:: SOURCE MATERIAL

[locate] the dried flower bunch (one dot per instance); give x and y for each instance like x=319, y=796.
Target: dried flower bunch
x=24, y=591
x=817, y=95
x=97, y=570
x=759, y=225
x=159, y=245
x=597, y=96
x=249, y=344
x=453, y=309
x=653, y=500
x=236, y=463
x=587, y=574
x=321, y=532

::::

» PROBLEM DESCRIPTION:
Locate each line in the records that contains the word "dried" and copy those lines out in full. Case counts when matching.

» RESPONSE TO THE EXERCISE:
[locate] the dried flower bunch (one dot per instance); give x and y for each instance like x=319, y=796.
Target: dried flower bunch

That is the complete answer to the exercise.